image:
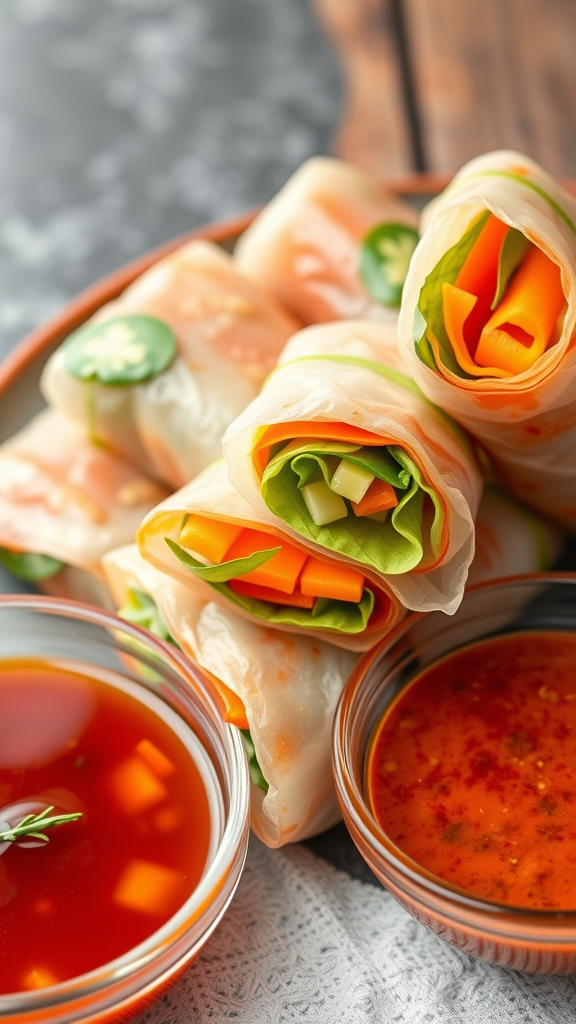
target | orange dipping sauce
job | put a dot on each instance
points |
(107, 882)
(471, 771)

- **What is needed**
Scale the whole listing by rewriting every line, requests included, with each point coordinate multiplied by 1.65 and rounded to a whole number (halves round up). Leave out the pictures.

- **Solution for this task**
image:
target | orange dipping sauce
job | put a dot on each instance
points |
(177, 1455)
(777, 1272)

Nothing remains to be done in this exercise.